◆ Document extract:
%%
Our unaudited condensed consolidated financial statements and notes are prepared in accordance with accounting principles generally accepted in the United States of America (“GAAP”) for interim financial information and with the instructions of Form 10-Q. Accordingly, these unaudited condensed consolidated financial statements do not contain certain information included in our annual financial statements and notes. These condensed consolidated financial statements should be read in conjunction with our Annual Report on Form 10-K for the year ended December 31, 2008, filed with the Securities and Exchange Commission (the “SEC”) on March 2, 2009.

On January 1, 2009, we adopted the provisions of FASB Statement  No. 160, Noncontrolling Interests in Consolidated Financial Statements – an amendment of ARB No. 51 (“FAS 160”). The provisions of  FAS 160 established accounting and reporting standards for the noncontrolling interest in a consolidated subsidiary. FAS 160 provisions were applied prospectively, except for the provisions related to the presentation of noncontrolling interests in the statement of stockholders’ equity.
%%
◆ Parts of the exercise:
[A] In the financial statements excerpt, retype the passage starting at "Our unaudited condensed" and ending at "March 2, 2009.".
[B] Put this sentence from the financial statements excerpt into Spanish: "The provisions of FAS 160 established accounting and reporting standards for the noncontrolling interest in a consolidated subsidiary."
[C] According to the financial statements excerpt, on what date was the Annual Report on Form 10-K for 2008 filed with the SEC?

◆ Entries provided:
%%
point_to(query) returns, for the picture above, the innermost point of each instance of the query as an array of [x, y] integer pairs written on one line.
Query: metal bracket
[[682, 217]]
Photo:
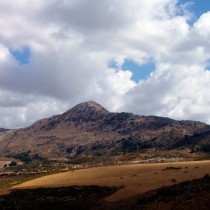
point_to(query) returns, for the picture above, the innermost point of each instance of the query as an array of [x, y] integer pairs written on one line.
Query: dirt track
[[135, 178]]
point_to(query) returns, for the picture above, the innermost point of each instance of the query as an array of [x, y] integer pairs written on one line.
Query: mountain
[[89, 129]]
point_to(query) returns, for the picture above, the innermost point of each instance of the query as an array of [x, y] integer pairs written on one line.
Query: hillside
[[89, 129]]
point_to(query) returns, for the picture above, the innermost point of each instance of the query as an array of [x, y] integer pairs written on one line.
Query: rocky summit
[[88, 129]]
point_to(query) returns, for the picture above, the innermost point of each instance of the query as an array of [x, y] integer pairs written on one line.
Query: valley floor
[[132, 179]]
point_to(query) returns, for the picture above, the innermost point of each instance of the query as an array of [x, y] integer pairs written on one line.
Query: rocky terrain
[[88, 129]]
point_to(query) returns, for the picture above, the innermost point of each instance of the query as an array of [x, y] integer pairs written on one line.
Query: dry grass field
[[135, 178]]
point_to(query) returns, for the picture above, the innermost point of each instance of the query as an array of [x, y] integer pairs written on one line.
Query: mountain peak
[[89, 110], [89, 105]]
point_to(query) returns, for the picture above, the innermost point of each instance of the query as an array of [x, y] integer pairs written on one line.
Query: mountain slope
[[89, 129]]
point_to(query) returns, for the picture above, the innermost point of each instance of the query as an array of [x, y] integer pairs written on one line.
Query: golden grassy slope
[[136, 178]]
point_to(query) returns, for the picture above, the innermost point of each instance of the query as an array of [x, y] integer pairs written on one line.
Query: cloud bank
[[71, 44]]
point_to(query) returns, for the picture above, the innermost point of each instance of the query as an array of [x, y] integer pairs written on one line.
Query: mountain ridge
[[88, 129]]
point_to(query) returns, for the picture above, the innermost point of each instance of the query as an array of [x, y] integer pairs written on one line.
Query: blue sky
[[68, 44], [140, 72], [22, 56], [198, 7]]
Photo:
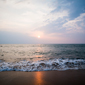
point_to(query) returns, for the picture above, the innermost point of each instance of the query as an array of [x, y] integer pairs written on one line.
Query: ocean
[[42, 57]]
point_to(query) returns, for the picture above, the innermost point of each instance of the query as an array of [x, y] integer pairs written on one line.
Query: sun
[[38, 36]]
%%
◆ Answers in order:
[A]
Our unaudited condensed consolidated financial statements and notes are prepared in accordance with accounting principles generally accepted in the United States of America (“GAAP”) for interim financial information and with the instructions of Form 10-Q. Accordingly, these unaudited condensed consolidated financial statements do not contain certain information included in our annual financial statements and notes. These condensed consolidated financial statements should be read in conjunction with our Annual Report on Form 10-K for the year ended December 31, 2008, filed with the Securities and Exchange Commission (the “SEC”) on March 2, 2009.

[B] Las disposiciones de la FAS 160 establecieron normas de contabilidad y de presentación de información para la participación no controladora en una subsidiaria consolidada.

[C] March 2, 2009.